Actions to take:
**a.** Set down, word for word, the stretch of the swim training post below from "Thursday, August 25, 2016" through "400 free (easy)".
**b.** In the swim training post below, how many yards were swum in open water the day before the long swim?
**c.** Condense the paragraph of the swim training post below that begins "My answer was the main set" into a shorter version that keeps its main facts.

Text segment:
---------------
Thursday, August 25, 2016

Swim / Triathlon Training: Building Emotional Resilience

I did my long swim of the week this morning, and despite making quite a few changes to the plan on the fly--among other things, I realized midway through that I'd miscounted the yardage total and needed to cut back--I was really pleased with the results.

I'm filing this one under "triathlon" not "swimming" because you can easily adapt the basic principles below to any of the three disciplines.

Triathlon: Swim / Bike / Run
Warm Up:
400 free (easy)

Main Set:
10 x 200 free
 -- 5 @ 3:05 tempo, staying under 2:30
 -- 5 @ 2:55 aerobic pace, staying under 2:40

6 x 50 kick
 -- 3 @ 1:00
 -- 3 @ 1:05

12 x 50 IM order @ :55 aerobic pace

500 pull

3 x 100 Free @ 1:30 fast

Warm Down:
100 easy

I put in about 2200 yards in open water yesterday, at a more-or-less steady pace.  That took about a half-hour.  In running terms, that's a little like putting in an easy three to four miles.  I wanted to follow that up with some speed and tempo work today, but I also needed to go long.  This presented something of a conundrum.

My answer was the main set, 10 x 200 free, where I did the first five fast and the second five at an easier aerobic pace but on a faster interval.  The effect was something like a triathlon brick workout, where the point is to run through having tired legs.  Here, I wanted to swim through being tired, holding together a useful, efficient stroke despite having just put down some very hard swimming immediately prior.  This was as much mental and emotional exercised as it was physical.  No one likes to swim (or run, or whatever) through exhaustion, but it's a very useful training state, if one that's not always easy to reach while holding form.  By swimming through it, you build faith in yourself and in your ability to manage physical adversity when times inevitably get tough.
---------------
Given information:
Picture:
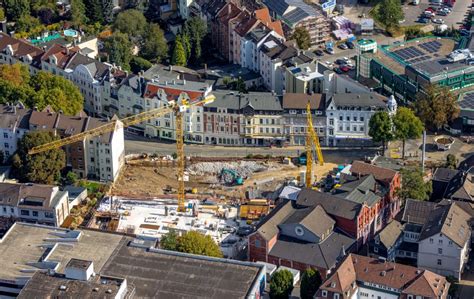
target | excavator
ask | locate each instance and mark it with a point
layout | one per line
---------------
Solutions to the tasks:
**a.**
Thursday, August 25, 2016

Swim / Triathlon Training: Building Emotional Resilience

I did my long swim of the week this morning, and despite making quite a few changes to the plan on the fly--among other things, I realized midway through that I'd miscounted the yardage total and needed to cut back--I was really pleased with the results.

I'm filing this one under "triathlon" not "swimming" because you can easily adapt the basic principles below to any of the three disciplines.

Triathlon: Swim / Bike / Run
Warm Up:
400 free (easy)

**b.** About 2200 yards.

**c.** The main set was 10 x 200 free: the first five fast, the second five at an easier aerobic pace on a faster interval. Like a triathlon brick workout, the goal was to swim through fatigue while keeping an efficient stroke after very hard swimming. The exercise was as much mental and emotional as physical. Swimming through exhaustion is unpleasant and hard to reach with good form, but it builds faith in your ability to handle physical adversity.